Excerpt from a dataset:

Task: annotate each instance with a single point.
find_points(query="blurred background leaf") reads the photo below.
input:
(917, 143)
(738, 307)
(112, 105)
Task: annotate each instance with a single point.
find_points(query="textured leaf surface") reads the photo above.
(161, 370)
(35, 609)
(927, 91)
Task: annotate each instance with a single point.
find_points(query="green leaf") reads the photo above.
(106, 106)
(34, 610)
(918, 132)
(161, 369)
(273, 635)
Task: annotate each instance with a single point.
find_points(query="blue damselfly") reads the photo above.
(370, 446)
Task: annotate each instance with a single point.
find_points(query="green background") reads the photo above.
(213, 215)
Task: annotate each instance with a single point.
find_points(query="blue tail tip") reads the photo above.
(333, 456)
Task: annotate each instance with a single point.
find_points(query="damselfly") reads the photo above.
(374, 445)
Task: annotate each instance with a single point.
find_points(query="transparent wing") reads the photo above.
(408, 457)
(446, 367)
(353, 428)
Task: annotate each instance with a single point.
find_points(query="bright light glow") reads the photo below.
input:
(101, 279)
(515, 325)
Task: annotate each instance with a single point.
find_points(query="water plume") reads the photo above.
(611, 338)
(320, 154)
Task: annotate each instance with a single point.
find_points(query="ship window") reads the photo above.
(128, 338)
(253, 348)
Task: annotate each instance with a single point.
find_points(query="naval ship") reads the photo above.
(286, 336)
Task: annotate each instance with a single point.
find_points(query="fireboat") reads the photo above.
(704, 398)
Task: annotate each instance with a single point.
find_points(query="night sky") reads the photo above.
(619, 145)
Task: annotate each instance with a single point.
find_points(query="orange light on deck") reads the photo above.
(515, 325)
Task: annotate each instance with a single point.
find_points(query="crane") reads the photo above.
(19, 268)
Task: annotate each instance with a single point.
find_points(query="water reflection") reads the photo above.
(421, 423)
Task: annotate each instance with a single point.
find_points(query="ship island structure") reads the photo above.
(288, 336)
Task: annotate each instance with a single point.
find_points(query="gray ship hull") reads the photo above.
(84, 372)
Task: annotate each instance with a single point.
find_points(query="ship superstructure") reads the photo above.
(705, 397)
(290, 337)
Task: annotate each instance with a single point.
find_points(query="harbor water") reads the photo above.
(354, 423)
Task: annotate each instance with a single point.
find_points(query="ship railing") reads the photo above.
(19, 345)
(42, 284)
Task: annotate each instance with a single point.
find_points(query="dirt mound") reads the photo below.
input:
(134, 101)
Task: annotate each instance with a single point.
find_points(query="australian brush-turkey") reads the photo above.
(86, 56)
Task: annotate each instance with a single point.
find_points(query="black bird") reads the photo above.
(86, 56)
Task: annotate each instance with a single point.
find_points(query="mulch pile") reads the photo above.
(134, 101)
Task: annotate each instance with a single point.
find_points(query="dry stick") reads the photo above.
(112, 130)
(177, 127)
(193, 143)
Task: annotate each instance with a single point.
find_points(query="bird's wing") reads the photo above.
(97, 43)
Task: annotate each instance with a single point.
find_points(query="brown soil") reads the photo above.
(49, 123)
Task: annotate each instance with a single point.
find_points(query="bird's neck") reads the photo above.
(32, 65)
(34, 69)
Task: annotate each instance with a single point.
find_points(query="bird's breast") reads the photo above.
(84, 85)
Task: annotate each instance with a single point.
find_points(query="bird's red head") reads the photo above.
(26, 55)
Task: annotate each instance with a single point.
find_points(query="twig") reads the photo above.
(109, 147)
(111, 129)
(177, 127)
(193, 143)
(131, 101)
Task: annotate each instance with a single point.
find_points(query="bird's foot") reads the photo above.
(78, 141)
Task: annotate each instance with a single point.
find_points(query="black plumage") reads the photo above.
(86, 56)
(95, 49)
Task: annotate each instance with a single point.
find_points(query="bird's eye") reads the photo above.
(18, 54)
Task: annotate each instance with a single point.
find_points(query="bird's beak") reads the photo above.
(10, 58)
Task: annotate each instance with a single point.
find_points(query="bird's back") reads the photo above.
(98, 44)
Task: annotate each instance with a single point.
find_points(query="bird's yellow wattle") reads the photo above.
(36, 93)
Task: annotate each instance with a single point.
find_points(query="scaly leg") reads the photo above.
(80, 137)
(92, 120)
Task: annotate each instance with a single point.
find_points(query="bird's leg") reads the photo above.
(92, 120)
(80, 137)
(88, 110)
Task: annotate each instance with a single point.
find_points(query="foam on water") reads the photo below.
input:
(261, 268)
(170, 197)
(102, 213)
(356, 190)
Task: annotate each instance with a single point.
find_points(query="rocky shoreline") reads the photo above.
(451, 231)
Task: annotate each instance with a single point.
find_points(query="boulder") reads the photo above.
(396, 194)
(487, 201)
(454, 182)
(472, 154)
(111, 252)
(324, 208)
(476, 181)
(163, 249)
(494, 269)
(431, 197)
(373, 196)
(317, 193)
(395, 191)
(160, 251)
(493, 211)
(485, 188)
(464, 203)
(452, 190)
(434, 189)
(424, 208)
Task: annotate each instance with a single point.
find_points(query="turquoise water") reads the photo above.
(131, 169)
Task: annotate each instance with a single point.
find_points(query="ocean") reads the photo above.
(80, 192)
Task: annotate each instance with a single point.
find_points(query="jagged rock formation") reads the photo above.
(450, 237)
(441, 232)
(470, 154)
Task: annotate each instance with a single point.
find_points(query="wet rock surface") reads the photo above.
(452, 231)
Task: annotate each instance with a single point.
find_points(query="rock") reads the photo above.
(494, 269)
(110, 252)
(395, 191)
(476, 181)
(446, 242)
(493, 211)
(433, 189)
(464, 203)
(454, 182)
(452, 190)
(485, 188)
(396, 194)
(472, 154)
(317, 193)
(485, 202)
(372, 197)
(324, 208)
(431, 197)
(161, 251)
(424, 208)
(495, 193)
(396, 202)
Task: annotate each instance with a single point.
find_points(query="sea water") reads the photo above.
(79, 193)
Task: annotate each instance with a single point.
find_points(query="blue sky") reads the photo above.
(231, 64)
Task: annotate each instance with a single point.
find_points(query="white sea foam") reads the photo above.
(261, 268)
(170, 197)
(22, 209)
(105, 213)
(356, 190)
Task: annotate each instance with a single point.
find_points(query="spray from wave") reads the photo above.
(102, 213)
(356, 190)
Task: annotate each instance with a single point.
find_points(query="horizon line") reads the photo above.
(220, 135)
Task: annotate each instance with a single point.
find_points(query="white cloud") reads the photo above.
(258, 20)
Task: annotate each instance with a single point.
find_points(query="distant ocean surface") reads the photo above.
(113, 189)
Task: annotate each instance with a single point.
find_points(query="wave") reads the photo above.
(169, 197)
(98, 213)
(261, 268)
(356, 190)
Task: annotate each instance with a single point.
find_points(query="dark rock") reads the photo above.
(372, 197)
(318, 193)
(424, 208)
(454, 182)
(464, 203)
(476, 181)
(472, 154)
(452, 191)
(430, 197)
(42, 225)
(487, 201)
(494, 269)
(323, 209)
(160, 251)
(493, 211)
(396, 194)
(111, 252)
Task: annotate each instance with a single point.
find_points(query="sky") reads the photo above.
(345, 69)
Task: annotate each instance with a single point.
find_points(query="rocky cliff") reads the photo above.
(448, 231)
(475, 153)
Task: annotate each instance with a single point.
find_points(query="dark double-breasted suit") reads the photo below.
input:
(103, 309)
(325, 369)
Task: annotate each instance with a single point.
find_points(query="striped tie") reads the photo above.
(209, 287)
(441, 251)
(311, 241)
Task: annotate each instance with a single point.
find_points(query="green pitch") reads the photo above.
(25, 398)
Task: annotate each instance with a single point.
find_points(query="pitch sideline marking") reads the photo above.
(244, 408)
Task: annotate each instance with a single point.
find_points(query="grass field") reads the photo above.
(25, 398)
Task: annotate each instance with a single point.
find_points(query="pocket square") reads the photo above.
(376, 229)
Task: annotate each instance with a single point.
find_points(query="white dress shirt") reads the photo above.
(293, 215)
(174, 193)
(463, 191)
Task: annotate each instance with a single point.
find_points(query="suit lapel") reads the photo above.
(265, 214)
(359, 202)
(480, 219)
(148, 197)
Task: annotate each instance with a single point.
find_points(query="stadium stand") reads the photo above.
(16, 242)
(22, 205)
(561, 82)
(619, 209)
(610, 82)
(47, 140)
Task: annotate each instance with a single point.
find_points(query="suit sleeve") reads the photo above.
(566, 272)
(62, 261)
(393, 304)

• WHAT YOU HAVE TO DO
Which lines in the items above contain the word "green"? Gather every such line and copy each one out in full.

• FULL RESPONSE
find_points(query="green leaf") reads the photo above.
find_points(query="green background") reads the photo above.
find_points(query="green pitch") reads the photo above.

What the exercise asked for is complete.